→ Texte extrait:
....
I- Le jugement de goût 

A-    Le je ne sais quoi de l’esthétique classique

La beauté à nécessairement à voire avec sa perception possible. Celui qui peut dire une œuvre belle, ne le dit que parce qu’il la perçoit grâce à son goût. Le goût serait donc une faculté. Pour la conception classique, présente jusqu’au XVIème - XVIIème , cette faculté est naturelle. Si certains hommes sont nés pour dominer alors ce sont eux qui disposes de la faculté de dire le beau. Or, s’ils peuvent dire le beau c’est parce qu’ils connaissent le bien, c’est parce qu’ils sont naturellement aptes à reconnaitre le bien du mal qui peuvent juger du beau et cette position esthétique, légitime, cette position politique : les aristocrates ont seuls cette faculté, elle est innée, donnée par Dieu, elle s’inscrit dans un droit naturel qui les rend supérieur du point de vu de la reconnaissance du bien et donc de leur aptitude à gouverner. Or, cette capacité ne peut-être acquise que par convention. C’est la privation de l’éducation des autres classes qui empêche toute libération qu’elle soit politique ou esthétique. Le goût est pensé par l’aristocratie comme un outil de domination. La privation d’éducation a pour effet une forme d’atrophie de la pensée qui renvoie finalement à un objectif politique. Cela nous apprend aussi que l’esthétique n’a pas qu’une fonction esthétique. Bourdieu (sociologue) écrit son essai sur l’héritage (1970) où il montrera finalement la reproduction des classes sociales qui est encore en grande part présente dans un gouvernement pourtant républicain et démocratique. Seulement 7% des enfants des classes populaires iront dans les grandes écoles. Or le système scolaire tend vers l’égalité, ce qui laisse à penser que l’évaluation ne mesure pas seulement des savoirs objectifs mais aussi des éléments culturels dissimulés qui ont avoir avec des connivences esthétiques liées aux représentations cultuelles des enseignants.
....
→ Exercice écrit A: Recopiez à l'identique, dans le listing, le passage qui s'ouvre sur la ligne contenant "shape [[768, 1009]]." et se ferme sur la ligne contenant "[[766, 691]]", ces deux lignes incluses.

→ Extraits du listing:
....
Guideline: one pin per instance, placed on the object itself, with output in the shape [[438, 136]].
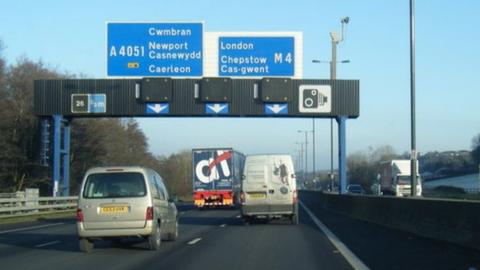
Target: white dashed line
[[48, 244], [353, 260], [32, 228], [194, 241]]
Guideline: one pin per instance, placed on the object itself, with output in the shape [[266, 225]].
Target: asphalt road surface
[[218, 239]]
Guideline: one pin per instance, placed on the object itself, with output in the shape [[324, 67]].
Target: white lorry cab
[[120, 202], [269, 188], [394, 178]]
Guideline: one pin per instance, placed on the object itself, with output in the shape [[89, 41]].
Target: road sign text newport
[[155, 49], [256, 56]]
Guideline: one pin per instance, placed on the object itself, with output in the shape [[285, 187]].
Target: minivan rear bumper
[[262, 209], [114, 232]]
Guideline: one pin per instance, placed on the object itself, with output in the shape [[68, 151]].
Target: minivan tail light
[[115, 170], [149, 215], [79, 215]]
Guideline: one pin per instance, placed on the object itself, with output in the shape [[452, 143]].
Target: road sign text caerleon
[[155, 49]]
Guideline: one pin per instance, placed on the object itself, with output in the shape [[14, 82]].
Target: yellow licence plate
[[113, 209], [257, 195]]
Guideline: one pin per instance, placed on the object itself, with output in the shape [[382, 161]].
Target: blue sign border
[[156, 49], [256, 56]]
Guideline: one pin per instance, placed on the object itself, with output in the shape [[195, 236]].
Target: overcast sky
[[70, 36]]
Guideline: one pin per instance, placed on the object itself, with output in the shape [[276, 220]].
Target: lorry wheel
[[85, 245], [155, 239]]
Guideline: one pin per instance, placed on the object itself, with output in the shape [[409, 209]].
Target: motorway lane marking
[[194, 241], [353, 260], [48, 244], [32, 228]]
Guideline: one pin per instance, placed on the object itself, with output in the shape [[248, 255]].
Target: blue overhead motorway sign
[[256, 56], [155, 49]]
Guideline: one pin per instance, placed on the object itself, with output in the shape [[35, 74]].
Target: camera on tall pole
[[336, 39]]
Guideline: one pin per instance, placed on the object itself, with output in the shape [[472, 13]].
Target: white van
[[118, 202], [269, 188]]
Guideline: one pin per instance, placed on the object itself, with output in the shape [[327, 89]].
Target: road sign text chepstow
[[154, 49], [256, 56]]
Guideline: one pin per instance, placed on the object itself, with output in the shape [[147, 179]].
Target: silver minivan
[[120, 202], [269, 188]]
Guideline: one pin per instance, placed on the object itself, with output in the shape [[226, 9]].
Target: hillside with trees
[[94, 142]]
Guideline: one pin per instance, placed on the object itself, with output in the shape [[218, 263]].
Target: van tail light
[[79, 215], [149, 215]]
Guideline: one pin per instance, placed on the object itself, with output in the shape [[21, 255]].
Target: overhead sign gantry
[[169, 70]]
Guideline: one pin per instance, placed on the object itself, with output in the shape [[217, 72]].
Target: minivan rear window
[[114, 185]]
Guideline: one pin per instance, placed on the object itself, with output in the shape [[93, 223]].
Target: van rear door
[[282, 183], [114, 201], [255, 183]]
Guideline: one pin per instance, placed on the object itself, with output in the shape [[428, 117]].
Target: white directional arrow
[[276, 108], [217, 107], [157, 108]]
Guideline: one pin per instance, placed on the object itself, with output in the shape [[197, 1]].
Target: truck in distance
[[216, 177], [394, 179]]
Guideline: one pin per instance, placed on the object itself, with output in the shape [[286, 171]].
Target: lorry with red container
[[216, 177]]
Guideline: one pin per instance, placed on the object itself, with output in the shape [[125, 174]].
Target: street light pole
[[333, 76], [413, 165], [313, 148], [306, 151], [300, 155]]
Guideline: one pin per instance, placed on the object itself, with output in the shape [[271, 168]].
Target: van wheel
[[294, 217], [174, 234], [85, 245], [155, 239], [247, 220]]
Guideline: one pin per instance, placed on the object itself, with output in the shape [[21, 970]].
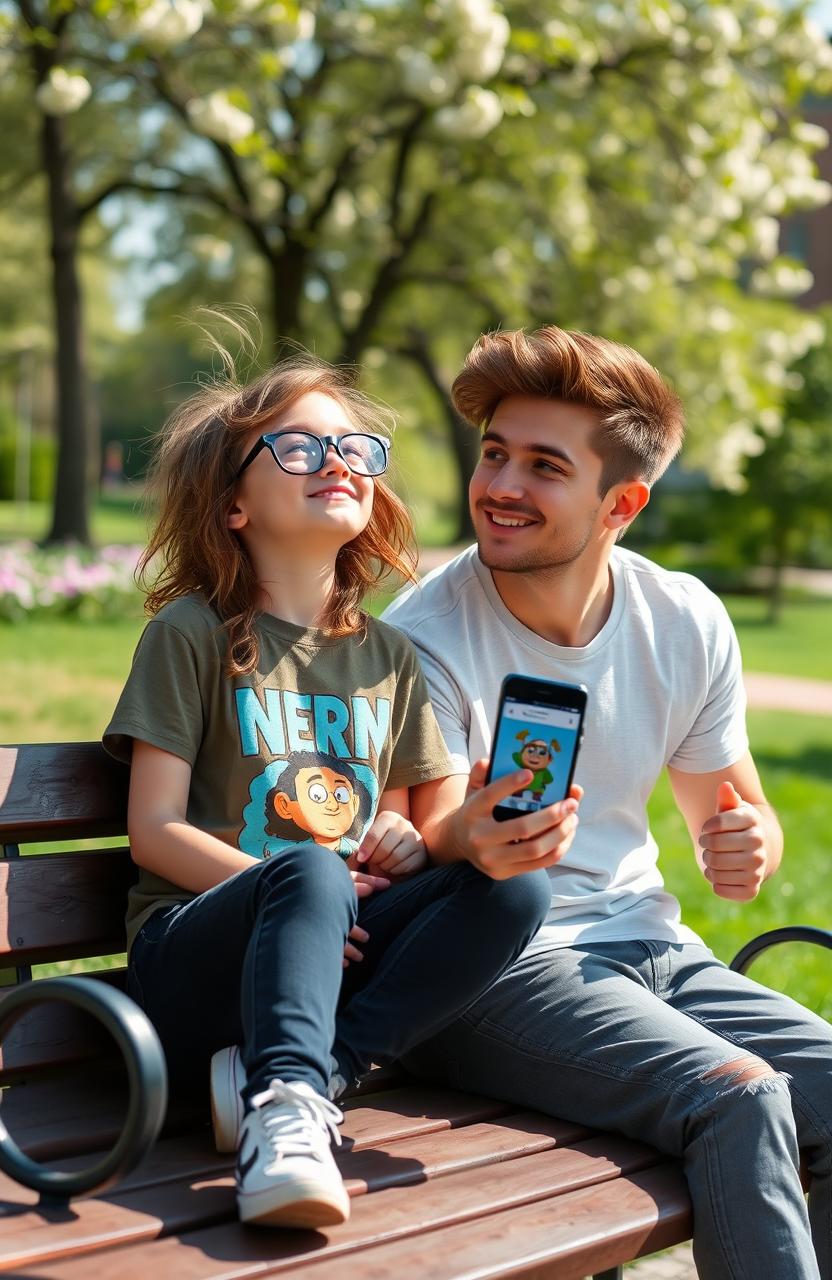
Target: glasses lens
[[298, 452], [364, 453]]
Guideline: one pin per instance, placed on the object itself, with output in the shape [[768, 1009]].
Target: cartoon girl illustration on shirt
[[319, 796]]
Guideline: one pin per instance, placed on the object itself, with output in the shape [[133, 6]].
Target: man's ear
[[630, 498]]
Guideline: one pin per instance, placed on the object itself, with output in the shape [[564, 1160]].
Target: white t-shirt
[[664, 688]]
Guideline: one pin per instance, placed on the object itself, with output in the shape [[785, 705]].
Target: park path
[[766, 691]]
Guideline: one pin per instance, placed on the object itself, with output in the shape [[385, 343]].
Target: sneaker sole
[[296, 1210], [228, 1116]]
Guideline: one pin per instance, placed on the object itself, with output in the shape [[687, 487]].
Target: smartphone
[[539, 727]]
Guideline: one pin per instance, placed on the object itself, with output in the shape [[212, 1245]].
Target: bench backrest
[[62, 904]]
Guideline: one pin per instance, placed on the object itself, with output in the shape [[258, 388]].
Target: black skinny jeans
[[257, 961]]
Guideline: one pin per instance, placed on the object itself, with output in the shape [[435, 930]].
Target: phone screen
[[536, 736]]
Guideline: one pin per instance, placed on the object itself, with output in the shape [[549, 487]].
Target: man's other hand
[[734, 848]]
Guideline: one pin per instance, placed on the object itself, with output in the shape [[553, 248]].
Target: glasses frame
[[268, 439]]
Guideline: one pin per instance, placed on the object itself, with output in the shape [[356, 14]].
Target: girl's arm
[[161, 839]]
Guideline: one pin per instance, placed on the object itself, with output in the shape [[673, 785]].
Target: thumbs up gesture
[[734, 846]]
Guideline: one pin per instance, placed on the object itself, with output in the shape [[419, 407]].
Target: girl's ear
[[237, 517]]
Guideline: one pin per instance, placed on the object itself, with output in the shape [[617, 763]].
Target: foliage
[[68, 583], [376, 173]]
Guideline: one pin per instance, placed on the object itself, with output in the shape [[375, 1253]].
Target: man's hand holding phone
[[522, 844]]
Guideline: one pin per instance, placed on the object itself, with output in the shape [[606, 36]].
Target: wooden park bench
[[444, 1184]]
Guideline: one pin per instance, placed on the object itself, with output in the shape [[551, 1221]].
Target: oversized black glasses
[[302, 453]]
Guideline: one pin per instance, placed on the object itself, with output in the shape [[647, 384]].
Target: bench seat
[[443, 1184]]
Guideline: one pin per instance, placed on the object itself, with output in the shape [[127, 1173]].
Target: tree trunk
[[781, 531], [288, 277], [71, 511], [465, 442]]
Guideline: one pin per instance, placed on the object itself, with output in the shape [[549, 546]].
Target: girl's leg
[[256, 961], [437, 942]]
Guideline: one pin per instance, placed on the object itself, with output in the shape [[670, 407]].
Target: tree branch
[[385, 282]]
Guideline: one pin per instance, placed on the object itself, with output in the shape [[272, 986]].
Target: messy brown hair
[[192, 483], [640, 423]]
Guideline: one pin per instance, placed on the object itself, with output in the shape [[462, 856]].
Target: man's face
[[534, 494], [327, 804]]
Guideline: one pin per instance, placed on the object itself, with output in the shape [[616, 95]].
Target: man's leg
[[581, 1034], [767, 1027]]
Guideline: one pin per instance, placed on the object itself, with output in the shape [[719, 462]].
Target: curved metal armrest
[[773, 937], [147, 1078]]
....
→ Exercice écrit B: D'après le texte sur le jugement de goût, quelle proportion des enfants des classes populaires iront dans les grandes écoles ?

→ Résultat final A:
Guideline: one pin per instance, placed on the object itself, with output in the shape [[768, 1009]].
Target: cartoon girl illustration on shirt
[[319, 796]]
Guideline: one pin per instance, placed on the object itself, with output in the shape [[133, 6]].
Target: man's ear
[[630, 498]]
Guideline: one pin per instance, placed on the object itself, with output in the shape [[564, 1160]].
Target: white t-shirt
[[664, 688]]
Guideline: one pin per instance, placed on the object itself, with output in the shape [[785, 705]].
Target: park path
[[766, 691]]

→ Résultat final B: Seulement 7 %.